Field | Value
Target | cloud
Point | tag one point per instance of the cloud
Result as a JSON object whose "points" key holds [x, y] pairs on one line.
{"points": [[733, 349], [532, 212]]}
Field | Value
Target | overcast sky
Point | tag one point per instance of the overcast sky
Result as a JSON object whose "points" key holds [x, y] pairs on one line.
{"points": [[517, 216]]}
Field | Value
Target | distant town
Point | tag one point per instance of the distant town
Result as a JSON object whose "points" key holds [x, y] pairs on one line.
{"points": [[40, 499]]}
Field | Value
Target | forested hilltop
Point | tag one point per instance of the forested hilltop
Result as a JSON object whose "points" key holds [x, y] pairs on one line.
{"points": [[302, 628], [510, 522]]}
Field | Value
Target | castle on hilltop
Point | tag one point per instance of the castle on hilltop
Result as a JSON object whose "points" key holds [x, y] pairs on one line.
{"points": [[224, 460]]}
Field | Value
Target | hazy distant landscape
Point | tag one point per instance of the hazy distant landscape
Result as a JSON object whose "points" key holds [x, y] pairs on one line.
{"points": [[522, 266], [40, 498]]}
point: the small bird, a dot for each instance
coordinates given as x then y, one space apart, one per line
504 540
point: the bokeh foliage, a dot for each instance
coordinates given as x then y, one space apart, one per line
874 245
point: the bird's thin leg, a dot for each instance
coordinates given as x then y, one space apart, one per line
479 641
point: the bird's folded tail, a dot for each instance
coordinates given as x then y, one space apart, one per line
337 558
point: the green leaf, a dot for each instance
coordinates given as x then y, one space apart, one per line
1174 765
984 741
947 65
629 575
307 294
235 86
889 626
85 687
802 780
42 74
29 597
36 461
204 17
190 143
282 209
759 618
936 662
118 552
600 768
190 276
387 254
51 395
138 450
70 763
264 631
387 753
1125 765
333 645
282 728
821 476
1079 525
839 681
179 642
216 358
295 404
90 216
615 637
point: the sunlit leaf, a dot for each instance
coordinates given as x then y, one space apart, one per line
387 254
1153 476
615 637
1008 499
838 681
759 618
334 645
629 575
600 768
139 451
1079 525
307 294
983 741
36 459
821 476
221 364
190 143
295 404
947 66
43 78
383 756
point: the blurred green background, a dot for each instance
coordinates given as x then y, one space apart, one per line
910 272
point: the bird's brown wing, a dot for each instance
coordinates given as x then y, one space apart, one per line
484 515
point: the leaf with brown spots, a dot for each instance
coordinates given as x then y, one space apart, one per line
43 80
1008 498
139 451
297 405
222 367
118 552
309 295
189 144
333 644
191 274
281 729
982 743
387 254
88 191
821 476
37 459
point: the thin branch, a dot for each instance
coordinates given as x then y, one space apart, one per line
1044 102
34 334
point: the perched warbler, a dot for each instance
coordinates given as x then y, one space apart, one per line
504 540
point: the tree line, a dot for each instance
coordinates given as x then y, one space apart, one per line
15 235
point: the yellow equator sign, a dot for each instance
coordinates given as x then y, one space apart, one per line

Problem details » Reproduce every row above word for word, with nothing added or left out.

Result of the exercise »
Field | Value
Target | cloud
Point | tag one point per instance of the cloud
Result as a JSON object whose "points" key holds [x, y] pairs on one line.
{"points": [[733, 349], [532, 212]]}
Field | Value
Target | overcast sky
Point | tag one point per instance of the overcast sky
Result as a JSON object whose "points" key holds [x, y] pairs on one line.
{"points": [[517, 216]]}
Field | Value
Target | distant town
Point | tag one point per instance of the distant town
Result as a JSON object whose "points" key holds [x, y] pairs on one line.
{"points": [[40, 499]]}
Field | Value
Target | forested hilltop
Point | tag one point per instance of the forested hilltop
Result as a JSON object whose "points" key holds [x, y] pairs on one line.
{"points": [[302, 628], [510, 522]]}
Field | Value
Target | castle on hilltop
Point | tag one point per instance of the castle on hilltop
Result as a JSON object whose "points" key holds [x, y] pairs on one line.
{"points": [[224, 460]]}
Field | Value
Target | hazy distant landscape
Point | tag one point per instance of the hazy distant landscape
Result as a JSON object whose "points" key holds [x, y] pairs on one line.
{"points": [[522, 266], [40, 498]]}
point: the small bird, a dot for each instance
coordinates given as x then y, one space apart, one per line
504 540
point: the bokeh foliage, a dot for each instance
coordinates given as x then y, one space apart, one per line
874 245
point: the bird's thin leg, a dot for each instance
coordinates given as x then y, one space apart, one per line
479 641
point: the bird's folded tail, a dot for each instance
coordinates given as x then y, one space apart, one per line
337 558
point: the green leaf, a dot for each instance
coordinates given as x then y, one space apart, one per line
1174 765
984 741
947 65
629 575
307 294
235 86
889 626
85 687
802 780
42 74
29 597
36 461
204 17
190 143
282 209
759 618
936 662
118 552
600 768
190 276
387 254
51 395
138 450
70 763
264 631
387 753
1125 765
333 645
282 728
821 476
1079 525
839 681
179 642
216 358
295 404
90 216
615 637
point: the sunlit leaf, a dot for each instance
coordinates given as x then y, one space apart, one per line
387 254
1153 476
615 637
1008 499
838 681
759 618
334 645
629 575
600 768
139 451
1079 525
307 294
983 741
36 459
821 476
221 364
190 143
295 404
947 66
43 78
383 756
point: the blurred green background, a dot for each instance
coordinates given as x then y, one space apart, one per line
910 272
point: the bird's brown wing, a dot for each instance
coordinates given as x then y, one space apart, one per line
484 515
point: the leaf with brown spots, a dot for each instance
coordinates given as x then y, one space apart, one per line
43 80
1008 498
139 451
297 405
222 367
118 552
309 295
189 144
333 644
191 274
281 729
982 743
387 254
88 191
821 476
37 459
point: the thin branch, a dot for each instance
coordinates given as x then y, one space apart, one per line
1044 102
34 334
point: the perched warbler, a dot for each instance
coordinates given as x then y, one space apart, one per line
504 540
point: the tree line, a dot for each instance
coordinates given as x then y, one space apart, one per line
15 235
point: the yellow equator sign, a dot for each instance
coordinates given as x then y, one space apart, one per line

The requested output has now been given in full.